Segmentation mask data
--------
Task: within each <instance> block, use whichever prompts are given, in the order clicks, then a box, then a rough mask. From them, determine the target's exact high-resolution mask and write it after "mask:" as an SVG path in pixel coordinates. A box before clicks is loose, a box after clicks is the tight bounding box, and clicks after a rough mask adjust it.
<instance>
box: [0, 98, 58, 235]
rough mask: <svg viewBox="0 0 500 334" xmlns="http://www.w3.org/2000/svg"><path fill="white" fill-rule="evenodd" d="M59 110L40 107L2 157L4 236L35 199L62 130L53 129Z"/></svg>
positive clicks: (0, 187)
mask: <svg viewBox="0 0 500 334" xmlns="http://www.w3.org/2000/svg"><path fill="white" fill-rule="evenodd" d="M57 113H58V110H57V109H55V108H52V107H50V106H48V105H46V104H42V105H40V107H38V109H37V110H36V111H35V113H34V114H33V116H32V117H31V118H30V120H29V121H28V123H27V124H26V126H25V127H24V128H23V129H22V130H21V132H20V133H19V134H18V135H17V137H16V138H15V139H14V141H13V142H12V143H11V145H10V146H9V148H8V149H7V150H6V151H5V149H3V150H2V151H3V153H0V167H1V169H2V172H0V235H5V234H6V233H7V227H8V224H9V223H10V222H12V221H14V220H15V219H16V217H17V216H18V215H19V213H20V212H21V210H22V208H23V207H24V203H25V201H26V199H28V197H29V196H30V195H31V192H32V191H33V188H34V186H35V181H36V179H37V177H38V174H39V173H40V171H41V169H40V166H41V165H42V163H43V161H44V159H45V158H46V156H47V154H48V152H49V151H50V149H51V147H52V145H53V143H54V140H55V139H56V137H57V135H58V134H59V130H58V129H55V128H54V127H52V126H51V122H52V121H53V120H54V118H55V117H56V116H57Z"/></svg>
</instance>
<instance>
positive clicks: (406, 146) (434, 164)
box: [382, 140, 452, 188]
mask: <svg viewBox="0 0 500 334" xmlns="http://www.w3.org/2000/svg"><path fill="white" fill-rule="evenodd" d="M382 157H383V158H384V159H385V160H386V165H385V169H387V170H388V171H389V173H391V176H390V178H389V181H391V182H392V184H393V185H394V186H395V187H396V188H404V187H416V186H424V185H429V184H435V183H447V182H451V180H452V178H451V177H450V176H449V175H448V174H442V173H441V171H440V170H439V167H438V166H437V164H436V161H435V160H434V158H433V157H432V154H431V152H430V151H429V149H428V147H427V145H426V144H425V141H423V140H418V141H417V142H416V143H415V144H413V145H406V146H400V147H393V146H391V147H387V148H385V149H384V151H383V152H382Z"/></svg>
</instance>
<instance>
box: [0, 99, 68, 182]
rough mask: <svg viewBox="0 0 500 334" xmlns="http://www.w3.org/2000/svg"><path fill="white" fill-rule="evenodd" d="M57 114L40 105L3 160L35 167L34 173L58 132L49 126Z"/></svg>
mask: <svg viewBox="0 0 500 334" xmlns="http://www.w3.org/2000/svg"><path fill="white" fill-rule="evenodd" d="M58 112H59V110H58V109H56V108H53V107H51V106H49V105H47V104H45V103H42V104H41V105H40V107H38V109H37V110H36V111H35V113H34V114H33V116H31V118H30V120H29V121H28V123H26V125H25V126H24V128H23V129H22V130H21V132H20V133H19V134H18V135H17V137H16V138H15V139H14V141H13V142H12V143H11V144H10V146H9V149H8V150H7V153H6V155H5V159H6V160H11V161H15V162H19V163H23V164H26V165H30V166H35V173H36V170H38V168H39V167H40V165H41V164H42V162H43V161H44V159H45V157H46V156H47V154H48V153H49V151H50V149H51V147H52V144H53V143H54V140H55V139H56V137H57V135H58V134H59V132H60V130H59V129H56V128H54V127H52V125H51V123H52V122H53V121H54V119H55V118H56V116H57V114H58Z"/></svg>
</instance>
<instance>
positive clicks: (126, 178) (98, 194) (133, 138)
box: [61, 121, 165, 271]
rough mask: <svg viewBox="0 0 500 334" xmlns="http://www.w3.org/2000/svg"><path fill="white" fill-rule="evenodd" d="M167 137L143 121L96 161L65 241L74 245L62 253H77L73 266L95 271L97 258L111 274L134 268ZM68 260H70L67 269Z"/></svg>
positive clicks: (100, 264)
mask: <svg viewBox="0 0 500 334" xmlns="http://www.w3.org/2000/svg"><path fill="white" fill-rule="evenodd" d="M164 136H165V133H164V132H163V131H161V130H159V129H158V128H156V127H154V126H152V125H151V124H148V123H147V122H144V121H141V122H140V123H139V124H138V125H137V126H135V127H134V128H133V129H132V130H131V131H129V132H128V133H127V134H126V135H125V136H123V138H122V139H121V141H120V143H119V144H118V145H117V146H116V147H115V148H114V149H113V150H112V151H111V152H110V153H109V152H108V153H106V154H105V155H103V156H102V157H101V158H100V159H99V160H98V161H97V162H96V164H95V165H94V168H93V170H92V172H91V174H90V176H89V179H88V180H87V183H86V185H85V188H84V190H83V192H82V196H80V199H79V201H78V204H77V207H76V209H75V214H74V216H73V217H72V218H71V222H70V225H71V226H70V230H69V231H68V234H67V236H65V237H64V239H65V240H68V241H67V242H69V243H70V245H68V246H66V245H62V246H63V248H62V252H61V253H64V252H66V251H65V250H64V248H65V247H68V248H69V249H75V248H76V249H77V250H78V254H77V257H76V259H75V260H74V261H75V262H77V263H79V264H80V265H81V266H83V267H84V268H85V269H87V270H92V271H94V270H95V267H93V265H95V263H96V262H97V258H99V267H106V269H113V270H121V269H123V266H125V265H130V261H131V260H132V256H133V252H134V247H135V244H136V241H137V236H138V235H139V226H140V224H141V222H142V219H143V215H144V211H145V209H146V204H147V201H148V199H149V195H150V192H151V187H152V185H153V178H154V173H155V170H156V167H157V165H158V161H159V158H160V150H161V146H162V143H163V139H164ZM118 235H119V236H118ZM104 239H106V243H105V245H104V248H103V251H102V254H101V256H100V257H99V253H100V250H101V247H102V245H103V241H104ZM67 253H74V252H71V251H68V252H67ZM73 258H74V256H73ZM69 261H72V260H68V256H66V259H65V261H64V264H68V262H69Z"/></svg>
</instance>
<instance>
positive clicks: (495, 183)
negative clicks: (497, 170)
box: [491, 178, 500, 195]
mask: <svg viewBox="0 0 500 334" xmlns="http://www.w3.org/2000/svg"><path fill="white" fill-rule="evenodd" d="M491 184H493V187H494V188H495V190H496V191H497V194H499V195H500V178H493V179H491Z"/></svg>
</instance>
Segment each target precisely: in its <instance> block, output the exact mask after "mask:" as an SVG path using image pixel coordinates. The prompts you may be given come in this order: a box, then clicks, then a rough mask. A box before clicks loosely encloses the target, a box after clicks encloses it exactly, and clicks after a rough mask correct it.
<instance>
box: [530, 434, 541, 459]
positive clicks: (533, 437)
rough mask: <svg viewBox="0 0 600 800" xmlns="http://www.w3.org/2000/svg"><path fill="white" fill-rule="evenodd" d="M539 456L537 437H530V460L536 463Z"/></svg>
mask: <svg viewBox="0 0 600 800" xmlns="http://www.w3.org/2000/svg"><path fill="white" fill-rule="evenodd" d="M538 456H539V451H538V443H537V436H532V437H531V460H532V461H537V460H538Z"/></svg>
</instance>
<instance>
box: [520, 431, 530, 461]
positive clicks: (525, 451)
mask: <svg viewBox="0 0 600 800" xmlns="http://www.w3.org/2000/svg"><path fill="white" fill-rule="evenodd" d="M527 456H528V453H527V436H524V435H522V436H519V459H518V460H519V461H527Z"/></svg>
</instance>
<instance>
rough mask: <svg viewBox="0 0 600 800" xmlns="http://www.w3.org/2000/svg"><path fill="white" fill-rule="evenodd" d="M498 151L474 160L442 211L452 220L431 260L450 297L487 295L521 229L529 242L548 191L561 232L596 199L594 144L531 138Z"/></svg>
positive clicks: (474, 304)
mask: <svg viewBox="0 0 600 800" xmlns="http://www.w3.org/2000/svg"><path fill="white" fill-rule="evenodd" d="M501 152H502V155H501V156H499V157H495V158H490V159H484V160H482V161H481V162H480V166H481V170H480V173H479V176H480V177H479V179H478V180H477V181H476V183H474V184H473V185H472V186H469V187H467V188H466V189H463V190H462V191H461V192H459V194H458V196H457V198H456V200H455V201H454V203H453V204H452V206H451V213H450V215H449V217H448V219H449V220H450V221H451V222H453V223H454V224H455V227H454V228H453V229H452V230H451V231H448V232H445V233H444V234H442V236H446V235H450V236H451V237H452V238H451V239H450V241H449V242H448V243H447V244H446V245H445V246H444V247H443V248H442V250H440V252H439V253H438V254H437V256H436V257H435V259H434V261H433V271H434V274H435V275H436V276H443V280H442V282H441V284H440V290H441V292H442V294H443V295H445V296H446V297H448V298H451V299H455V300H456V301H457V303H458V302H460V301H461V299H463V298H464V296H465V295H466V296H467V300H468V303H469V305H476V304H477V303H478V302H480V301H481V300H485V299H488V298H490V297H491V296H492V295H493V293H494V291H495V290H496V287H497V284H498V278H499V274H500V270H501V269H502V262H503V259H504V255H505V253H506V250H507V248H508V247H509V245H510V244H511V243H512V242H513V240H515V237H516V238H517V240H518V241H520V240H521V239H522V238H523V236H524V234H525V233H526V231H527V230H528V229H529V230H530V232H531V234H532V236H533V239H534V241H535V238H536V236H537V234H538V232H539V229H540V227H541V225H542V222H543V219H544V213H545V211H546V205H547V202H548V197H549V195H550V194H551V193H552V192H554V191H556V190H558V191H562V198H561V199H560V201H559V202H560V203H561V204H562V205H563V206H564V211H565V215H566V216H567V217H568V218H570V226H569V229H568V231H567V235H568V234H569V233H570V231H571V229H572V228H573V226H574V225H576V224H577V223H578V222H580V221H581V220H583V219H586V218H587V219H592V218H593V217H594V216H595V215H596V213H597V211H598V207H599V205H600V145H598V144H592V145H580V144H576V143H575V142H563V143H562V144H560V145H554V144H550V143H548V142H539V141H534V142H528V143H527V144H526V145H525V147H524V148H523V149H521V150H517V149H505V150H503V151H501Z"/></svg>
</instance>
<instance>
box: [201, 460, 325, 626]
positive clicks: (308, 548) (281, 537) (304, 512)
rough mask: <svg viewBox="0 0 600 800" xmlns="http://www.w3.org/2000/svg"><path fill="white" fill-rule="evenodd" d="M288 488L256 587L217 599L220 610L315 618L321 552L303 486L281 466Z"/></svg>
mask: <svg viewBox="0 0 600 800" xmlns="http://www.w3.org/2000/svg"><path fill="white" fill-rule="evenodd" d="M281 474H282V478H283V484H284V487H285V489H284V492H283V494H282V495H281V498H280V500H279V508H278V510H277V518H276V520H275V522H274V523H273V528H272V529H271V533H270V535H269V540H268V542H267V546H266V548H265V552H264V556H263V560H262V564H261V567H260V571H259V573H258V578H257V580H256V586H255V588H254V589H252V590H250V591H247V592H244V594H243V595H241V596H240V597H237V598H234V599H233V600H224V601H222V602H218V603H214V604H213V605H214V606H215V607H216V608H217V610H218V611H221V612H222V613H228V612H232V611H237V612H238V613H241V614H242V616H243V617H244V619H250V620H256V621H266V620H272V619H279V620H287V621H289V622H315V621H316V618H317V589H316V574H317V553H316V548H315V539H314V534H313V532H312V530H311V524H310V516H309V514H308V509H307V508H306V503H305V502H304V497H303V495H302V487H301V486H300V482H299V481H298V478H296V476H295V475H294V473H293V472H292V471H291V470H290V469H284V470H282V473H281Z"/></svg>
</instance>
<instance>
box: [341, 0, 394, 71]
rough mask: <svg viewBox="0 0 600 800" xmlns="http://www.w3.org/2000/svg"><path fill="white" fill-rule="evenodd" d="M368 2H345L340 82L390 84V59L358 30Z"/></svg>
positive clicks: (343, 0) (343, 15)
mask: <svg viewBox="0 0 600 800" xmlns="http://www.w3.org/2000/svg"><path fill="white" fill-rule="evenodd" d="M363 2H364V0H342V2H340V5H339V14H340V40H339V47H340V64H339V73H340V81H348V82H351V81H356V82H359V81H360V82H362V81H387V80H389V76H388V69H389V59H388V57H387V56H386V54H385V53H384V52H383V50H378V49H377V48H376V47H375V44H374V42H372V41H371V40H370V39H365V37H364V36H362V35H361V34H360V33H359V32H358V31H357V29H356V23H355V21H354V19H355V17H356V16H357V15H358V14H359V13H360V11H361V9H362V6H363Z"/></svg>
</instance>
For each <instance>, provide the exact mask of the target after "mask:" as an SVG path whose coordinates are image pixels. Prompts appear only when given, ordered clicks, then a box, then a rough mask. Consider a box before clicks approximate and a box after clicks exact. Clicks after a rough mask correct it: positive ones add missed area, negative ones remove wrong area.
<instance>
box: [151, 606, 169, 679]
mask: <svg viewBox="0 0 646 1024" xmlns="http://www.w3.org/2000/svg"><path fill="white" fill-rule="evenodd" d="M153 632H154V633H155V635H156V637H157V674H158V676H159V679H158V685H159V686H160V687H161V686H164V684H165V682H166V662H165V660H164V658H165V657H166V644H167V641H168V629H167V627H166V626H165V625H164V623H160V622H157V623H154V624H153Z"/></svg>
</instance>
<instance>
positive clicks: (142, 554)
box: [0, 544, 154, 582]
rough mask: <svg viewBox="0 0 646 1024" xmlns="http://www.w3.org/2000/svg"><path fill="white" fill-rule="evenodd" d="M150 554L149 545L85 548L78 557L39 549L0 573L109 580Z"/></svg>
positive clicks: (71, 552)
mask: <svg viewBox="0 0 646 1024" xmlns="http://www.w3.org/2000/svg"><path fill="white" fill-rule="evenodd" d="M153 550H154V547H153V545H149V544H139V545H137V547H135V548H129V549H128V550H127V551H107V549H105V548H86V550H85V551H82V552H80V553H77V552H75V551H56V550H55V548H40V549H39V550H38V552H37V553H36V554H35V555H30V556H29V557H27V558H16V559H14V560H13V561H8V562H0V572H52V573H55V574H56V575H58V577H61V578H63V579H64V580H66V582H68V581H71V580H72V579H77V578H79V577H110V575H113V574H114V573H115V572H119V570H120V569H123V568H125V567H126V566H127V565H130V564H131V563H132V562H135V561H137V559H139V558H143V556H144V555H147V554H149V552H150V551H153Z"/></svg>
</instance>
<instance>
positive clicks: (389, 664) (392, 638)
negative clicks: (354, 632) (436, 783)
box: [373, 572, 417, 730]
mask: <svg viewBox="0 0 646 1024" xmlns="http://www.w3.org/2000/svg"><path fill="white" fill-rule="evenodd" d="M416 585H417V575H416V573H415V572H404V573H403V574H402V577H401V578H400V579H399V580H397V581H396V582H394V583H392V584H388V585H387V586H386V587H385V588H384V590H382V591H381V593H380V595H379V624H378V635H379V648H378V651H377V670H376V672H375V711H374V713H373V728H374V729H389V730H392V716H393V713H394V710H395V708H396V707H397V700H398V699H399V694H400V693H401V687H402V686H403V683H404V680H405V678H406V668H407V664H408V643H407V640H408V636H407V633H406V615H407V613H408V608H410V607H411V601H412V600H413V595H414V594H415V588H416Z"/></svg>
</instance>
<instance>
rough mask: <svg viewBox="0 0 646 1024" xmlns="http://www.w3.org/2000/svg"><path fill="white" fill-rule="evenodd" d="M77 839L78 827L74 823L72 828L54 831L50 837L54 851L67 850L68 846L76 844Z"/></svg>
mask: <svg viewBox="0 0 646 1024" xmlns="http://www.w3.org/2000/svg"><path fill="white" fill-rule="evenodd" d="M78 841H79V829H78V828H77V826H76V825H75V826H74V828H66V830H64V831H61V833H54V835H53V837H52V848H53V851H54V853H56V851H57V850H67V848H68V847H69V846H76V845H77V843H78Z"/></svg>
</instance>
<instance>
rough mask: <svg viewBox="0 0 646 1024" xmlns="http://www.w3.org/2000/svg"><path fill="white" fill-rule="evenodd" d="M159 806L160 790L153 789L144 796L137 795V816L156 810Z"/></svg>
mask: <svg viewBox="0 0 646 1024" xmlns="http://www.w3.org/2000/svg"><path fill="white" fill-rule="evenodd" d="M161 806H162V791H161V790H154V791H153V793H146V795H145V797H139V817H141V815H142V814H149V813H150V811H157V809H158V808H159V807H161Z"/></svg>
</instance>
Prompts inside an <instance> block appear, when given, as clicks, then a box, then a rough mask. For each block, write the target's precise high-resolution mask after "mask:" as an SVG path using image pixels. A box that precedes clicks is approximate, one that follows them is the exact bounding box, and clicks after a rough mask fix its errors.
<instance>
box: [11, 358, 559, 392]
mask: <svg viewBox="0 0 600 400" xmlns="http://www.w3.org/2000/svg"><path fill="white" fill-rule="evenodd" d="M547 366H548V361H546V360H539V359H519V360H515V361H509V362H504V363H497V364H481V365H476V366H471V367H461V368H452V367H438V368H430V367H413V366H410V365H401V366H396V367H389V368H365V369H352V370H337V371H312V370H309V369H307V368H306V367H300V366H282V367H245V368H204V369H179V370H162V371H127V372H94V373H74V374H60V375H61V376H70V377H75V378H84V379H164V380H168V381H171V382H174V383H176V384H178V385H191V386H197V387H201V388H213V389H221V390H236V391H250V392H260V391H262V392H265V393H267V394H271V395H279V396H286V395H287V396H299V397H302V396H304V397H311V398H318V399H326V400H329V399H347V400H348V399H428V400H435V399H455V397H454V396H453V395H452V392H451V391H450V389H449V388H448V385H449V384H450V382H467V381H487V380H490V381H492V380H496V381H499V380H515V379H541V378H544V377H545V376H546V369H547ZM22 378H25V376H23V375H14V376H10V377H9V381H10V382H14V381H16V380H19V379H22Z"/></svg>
--------
Your objective.
Set down, exactly as they appear, the lines above from the first one to the line that holds "110L40 107L2 157L4", both included, please, and no others.

Result.
Task: within each <instance> block, use whichever prompts are given, in the order clicks, then a box, then a rough mask. From them, determine the target's exact high-resolution mask and write it after "mask:" as an SVG path in pixel coordinates. A box before clicks is loose, a box after clicks is the tight bounding box, and clicks after a rough mask adjust it.
<instance>
box: [0, 98, 58, 235]
rough mask: <svg viewBox="0 0 500 334" xmlns="http://www.w3.org/2000/svg"><path fill="white" fill-rule="evenodd" d="M59 110L40 107L2 157L4 236L35 199L62 130L53 129Z"/></svg>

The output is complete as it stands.